**Recorded data**
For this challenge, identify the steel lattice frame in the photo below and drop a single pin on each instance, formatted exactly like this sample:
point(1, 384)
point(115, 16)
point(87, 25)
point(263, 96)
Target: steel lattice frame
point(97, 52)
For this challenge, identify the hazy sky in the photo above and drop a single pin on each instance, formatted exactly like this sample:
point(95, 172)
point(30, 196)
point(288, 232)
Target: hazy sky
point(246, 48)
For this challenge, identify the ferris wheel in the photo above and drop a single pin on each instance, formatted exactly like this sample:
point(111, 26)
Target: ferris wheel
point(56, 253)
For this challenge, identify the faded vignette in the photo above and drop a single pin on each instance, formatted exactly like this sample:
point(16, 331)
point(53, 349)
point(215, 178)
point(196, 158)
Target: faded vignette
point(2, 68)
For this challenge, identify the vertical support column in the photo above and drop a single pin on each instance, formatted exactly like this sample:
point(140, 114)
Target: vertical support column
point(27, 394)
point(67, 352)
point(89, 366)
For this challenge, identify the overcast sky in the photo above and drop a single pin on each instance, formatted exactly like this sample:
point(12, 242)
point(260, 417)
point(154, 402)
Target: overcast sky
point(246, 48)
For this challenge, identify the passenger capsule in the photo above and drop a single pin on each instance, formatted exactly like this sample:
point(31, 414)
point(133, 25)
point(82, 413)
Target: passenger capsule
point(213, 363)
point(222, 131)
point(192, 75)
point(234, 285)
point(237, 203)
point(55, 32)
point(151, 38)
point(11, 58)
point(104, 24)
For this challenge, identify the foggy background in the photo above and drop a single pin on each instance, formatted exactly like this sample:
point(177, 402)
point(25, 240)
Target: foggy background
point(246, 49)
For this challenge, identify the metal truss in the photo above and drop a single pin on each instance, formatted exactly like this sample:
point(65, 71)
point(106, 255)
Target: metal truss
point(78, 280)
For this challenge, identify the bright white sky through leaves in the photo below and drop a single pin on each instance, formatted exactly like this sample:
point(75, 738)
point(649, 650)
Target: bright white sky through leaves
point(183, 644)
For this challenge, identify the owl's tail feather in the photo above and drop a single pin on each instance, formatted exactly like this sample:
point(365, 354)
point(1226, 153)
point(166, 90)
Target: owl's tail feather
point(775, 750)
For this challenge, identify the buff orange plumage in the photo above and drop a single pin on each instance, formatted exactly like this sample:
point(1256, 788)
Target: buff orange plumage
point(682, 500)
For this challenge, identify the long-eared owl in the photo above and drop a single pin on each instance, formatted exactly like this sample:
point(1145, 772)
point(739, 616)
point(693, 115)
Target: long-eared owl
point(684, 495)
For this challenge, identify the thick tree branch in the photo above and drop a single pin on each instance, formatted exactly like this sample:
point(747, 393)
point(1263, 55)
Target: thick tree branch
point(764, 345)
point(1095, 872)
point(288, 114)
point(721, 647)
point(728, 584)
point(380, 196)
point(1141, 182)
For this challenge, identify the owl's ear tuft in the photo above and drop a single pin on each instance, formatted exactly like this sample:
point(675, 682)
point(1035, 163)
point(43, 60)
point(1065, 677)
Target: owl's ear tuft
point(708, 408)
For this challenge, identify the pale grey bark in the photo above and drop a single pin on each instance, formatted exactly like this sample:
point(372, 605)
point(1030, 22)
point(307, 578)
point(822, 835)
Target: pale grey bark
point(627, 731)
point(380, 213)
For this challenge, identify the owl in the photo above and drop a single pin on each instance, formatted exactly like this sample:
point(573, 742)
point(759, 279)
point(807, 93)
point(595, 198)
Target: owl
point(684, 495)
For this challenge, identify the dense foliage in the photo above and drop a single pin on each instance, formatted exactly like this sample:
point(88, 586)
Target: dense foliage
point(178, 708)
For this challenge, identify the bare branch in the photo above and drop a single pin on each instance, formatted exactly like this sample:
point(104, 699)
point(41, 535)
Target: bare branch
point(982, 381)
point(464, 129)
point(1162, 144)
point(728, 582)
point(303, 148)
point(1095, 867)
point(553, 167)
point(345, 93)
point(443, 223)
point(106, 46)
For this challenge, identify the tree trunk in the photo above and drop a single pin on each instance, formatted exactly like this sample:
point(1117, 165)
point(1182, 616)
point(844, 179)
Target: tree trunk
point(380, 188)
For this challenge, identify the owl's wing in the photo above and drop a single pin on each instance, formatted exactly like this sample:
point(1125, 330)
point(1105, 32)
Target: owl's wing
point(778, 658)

**What you will do**
Would you repeat each of the records above exactly?

**Response to this exercise**
For this challenge, identify the steel lattice frame in the photo below and drop a single pin on each instance, formatted exactly like this sample:
point(1, 384)
point(115, 16)
point(87, 25)
point(263, 96)
Target: steel lattice frame
point(97, 52)
For this challenge, identify the hazy sky in the photo above and drop a single pin on each instance, formatted exactly like this sample:
point(95, 172)
point(30, 196)
point(288, 232)
Target: hazy sky
point(246, 48)
For this challenge, identify the ferris wheel in the photo above and drop a single pin on each instance, formatted exactly like this sample:
point(111, 26)
Target: ferris wheel
point(56, 253)
For this challenge, identify the faded vignette in the photo above and drop a single pin on each instance, formatted exactly like this sample:
point(16, 331)
point(53, 349)
point(215, 178)
point(196, 158)
Target: faded vignette
point(2, 68)
For this challenge, identify the vertical support column in the photo above and drop a single pin on each instance, formatted exactly like this sample:
point(140, 114)
Target: vertical support column
point(27, 394)
point(67, 352)
point(89, 366)
For this challenge, identify the overcast sky in the photo above and drop a single pin on each instance, formatted exactly like this sample:
point(12, 242)
point(260, 417)
point(154, 402)
Target: overcast sky
point(246, 48)
For this challenge, identify the passenger capsule in the photo above and drop a single pin on each instance, formatted exactly like this sample:
point(31, 414)
point(133, 25)
point(82, 413)
Target: passenger capsule
point(213, 363)
point(222, 131)
point(192, 75)
point(234, 285)
point(237, 203)
point(55, 32)
point(151, 38)
point(11, 58)
point(104, 24)
For this challenge, identify the foggy background in the photo above and drop a single pin on each instance, formatted exactly like this sample:
point(177, 402)
point(25, 240)
Target: foggy background
point(246, 49)
For this challenge, identify the metal truss in the photo above and drop a single pin on each instance, formatted exactly like this sample:
point(65, 71)
point(106, 255)
Target: metal truss
point(78, 280)
For this challenge, identify the bright white sky through leaves in the photo below and drop a single pin on each instance, formatted exactly like this sample:
point(75, 738)
point(649, 650)
Target: bright white sky through leaves
point(183, 644)
For this challenge, identify the owl's tail feather in the photo above and drop a single pin on each instance, formatted exactly like this sample:
point(365, 354)
point(1226, 153)
point(166, 90)
Target: owl's tail feather
point(775, 750)
For this challenge, identify the buff orange plumage in the photo above and drop a single pin on each instance, formatted exactly like this sample:
point(1256, 788)
Target: buff orange plumage
point(682, 500)
For this challenge, identify the long-eared owl in the photo above and drop a single pin on each instance, formatted exactly like this sample:
point(1145, 772)
point(739, 616)
point(693, 115)
Target: long-eared owl
point(684, 495)
For this challenge, identify the thick tree branch in the photo above and drop a single pin on each instance, formatted exactly like this sample:
point(747, 393)
point(1263, 55)
Target: thick tree branch
point(764, 345)
point(1095, 872)
point(288, 114)
point(721, 647)
point(728, 584)
point(380, 196)
point(1141, 182)
For this challenge, identify the owl's ear tuft in the photo above and drop a single pin on each instance, formatted exactly like this sample:
point(675, 682)
point(1035, 163)
point(43, 60)
point(1065, 677)
Target: owl's ear tuft
point(708, 408)
For this challenge, identify the pale grey bark in the photo above and drop a single pin on each instance, formatted exactly like this sample:
point(372, 605)
point(1030, 22)
point(307, 578)
point(822, 835)
Target: pale grey bark
point(627, 731)
point(380, 213)
For this challenge, identify the owl in the photo above and drop a single pin on each instance, formatted exactly like this sample:
point(573, 742)
point(759, 279)
point(807, 93)
point(595, 198)
Target: owl
point(684, 495)
For this challenge, identify the dense foliage in the photo above and drop a single pin on each instance, formatted exactly like this sample:
point(88, 586)
Target: dense foliage
point(178, 708)
For this challenge, identify the bare branch in the photo above and drop a single pin on each instance, formatted exactly like this sample:
point(104, 699)
point(41, 535)
Target: bare branch
point(982, 381)
point(464, 129)
point(1162, 144)
point(728, 582)
point(303, 148)
point(1095, 867)
point(553, 167)
point(345, 93)
point(443, 223)
point(106, 46)
For this challenge, identify the tree trunk in the photo above and drop a single pin on each instance, formatted exactly like this sample:
point(1117, 165)
point(1182, 616)
point(844, 179)
Target: tree trunk
point(380, 188)
For this challenge, identify the owl's wing in the photo above and drop a single pin on each instance, formatted exactly like this sample:
point(1125, 330)
point(1105, 32)
Target: owl's wing
point(778, 658)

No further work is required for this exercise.